> Aim of the exercise: Starting at the beginning of the records and ending at the line containing "[(326, 98)]", write out every line again, scaling each coordinate in the answers by 1.5 and rounding to whole numbers with halves going up. Leave the requests and their format samples as they are, and give only these lines.

Object point labels
(begin)
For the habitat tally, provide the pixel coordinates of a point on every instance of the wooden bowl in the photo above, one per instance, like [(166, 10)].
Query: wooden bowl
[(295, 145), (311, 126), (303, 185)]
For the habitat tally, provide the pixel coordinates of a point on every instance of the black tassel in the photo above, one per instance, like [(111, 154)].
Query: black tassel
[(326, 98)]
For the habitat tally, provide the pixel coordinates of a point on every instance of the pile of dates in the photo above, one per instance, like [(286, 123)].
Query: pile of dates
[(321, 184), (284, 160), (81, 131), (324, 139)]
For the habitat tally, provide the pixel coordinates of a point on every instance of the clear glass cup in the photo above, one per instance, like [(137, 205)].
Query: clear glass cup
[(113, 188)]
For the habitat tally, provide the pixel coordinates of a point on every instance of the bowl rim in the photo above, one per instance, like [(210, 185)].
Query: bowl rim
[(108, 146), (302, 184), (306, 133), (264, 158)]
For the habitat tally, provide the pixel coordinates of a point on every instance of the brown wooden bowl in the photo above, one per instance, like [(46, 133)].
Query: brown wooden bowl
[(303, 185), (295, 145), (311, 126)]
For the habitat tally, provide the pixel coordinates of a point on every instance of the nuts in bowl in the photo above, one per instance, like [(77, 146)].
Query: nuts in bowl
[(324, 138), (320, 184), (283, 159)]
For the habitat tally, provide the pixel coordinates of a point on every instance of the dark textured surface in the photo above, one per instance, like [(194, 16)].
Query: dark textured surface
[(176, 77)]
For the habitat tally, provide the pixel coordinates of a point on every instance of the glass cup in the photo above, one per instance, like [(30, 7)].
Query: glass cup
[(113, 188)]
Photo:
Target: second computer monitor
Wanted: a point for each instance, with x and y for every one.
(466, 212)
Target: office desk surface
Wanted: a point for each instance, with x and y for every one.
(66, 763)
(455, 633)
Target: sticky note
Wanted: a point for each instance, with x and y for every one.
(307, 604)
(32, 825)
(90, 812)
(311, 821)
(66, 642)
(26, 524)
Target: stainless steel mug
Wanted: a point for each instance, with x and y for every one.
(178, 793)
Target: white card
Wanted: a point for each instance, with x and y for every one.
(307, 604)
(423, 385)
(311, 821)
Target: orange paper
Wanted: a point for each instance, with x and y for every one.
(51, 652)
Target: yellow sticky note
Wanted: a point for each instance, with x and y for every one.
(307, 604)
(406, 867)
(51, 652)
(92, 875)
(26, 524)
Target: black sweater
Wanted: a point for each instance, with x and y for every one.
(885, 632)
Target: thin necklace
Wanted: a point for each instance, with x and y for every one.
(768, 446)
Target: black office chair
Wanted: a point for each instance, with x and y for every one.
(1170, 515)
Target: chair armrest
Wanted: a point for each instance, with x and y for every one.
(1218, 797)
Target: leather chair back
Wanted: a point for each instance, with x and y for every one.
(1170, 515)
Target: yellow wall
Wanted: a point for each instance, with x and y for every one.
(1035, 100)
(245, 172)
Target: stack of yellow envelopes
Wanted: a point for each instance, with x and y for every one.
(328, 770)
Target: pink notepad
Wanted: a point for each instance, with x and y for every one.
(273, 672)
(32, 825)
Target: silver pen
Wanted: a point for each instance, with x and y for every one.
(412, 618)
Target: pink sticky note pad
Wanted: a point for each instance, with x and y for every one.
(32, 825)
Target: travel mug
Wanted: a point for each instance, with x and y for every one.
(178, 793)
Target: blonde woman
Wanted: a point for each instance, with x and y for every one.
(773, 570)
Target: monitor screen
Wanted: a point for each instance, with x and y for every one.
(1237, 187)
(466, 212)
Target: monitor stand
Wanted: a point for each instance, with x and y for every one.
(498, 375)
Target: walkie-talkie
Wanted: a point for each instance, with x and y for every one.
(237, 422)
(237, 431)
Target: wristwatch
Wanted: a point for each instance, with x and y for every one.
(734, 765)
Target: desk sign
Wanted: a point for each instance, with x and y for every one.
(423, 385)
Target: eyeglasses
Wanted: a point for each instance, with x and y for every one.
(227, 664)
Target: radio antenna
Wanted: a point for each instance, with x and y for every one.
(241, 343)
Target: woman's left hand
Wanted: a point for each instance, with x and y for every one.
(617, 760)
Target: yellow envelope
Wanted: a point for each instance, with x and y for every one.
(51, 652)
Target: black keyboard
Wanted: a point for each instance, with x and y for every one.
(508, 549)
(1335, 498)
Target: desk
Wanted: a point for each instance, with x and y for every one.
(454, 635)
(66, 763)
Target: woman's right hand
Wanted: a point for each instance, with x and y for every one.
(end)
> Answer to this task:
For the habitat tally, provide the pixel coordinates of a point on every instance of the wooden bowl in the photo above, one per instance, like [(166, 10)].
Query: wooden bowl
[(443, 218), (467, 189), (455, 278)]
For the habitat tally, provide the pixel coordinates of a point on every instance of the black tassel in the photo above, one per instance, like [(111, 154)].
Query: black tassel
[(489, 147)]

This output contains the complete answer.